▸ TASK DESCRIPTION:
Reproduce every one of the following rows word for word, keeping their order.

Entries from an annotation dataset:
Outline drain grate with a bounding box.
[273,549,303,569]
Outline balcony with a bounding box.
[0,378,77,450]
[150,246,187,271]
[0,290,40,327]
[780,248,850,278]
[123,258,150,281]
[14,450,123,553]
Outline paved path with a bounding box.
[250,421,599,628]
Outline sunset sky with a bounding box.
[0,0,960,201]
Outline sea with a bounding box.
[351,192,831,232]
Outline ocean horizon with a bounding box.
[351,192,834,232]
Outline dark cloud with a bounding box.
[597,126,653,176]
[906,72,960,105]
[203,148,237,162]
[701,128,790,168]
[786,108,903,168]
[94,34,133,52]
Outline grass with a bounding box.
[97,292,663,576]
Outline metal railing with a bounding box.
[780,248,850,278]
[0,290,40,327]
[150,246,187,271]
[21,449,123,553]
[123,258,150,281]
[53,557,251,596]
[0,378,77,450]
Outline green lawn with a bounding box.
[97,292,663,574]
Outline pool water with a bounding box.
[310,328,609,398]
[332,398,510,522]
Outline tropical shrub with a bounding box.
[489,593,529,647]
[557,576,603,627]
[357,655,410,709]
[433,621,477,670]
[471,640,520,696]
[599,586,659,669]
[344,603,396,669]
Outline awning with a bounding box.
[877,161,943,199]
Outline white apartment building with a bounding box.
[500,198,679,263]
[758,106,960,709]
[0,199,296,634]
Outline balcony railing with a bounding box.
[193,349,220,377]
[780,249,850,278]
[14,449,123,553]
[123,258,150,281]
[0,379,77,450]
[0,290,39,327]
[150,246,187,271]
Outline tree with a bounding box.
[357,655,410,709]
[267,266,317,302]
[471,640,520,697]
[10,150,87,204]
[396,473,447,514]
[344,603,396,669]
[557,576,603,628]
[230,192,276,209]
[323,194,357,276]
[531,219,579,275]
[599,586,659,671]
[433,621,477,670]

▸ RESULT OF THE TASK:
Outline drain grate with a bounding box.
[273,549,303,569]
Outline balcony with a bounding box.
[0,378,77,450]
[150,246,187,271]
[0,290,40,327]
[780,248,850,278]
[123,258,150,281]
[14,450,123,553]
Outline paved path with a bounding box.
[250,421,599,628]
Outline sunset sky with a bounding box.
[0,0,960,201]
Outline sea with a bounding box.
[351,192,831,232]
Outline ocean horizon with a bounding box.
[351,192,834,232]
Outline dark cloud with a bounding box.
[597,126,653,176]
[906,72,960,105]
[203,148,237,162]
[701,128,790,168]
[786,108,903,168]
[94,34,133,52]
Outline grass with a bounding box.
[97,292,663,576]
Outline metal railing with a bounding box.
[780,248,850,278]
[0,290,40,327]
[150,246,187,271]
[21,449,123,553]
[123,258,150,281]
[53,557,251,596]
[0,378,77,450]
Outline green lawn with a bounding box.
[97,292,663,574]
Outline pool water with a bounding box.
[310,328,609,398]
[332,398,510,522]
Outline tropical shrub with a bounding box.
[489,593,529,647]
[557,576,603,627]
[357,655,410,709]
[433,621,477,670]
[471,640,520,696]
[599,586,659,669]
[344,603,396,669]
Outline awning with a bounding box.
[877,161,943,199]
Outline white apartment building with a bounding box.
[500,198,679,263]
[758,106,960,709]
[0,199,296,634]
Outline balcony railing with a bounding box.
[193,349,220,377]
[780,249,850,278]
[14,449,123,553]
[123,258,150,281]
[0,379,77,450]
[0,290,39,327]
[150,246,187,271]
Outline tree with a bounding box.
[357,655,410,709]
[267,266,317,302]
[471,640,520,697]
[10,150,87,204]
[396,473,447,514]
[344,603,396,669]
[557,576,603,628]
[230,192,276,209]
[323,194,357,276]
[531,219,579,275]
[599,586,659,671]
[433,621,477,670]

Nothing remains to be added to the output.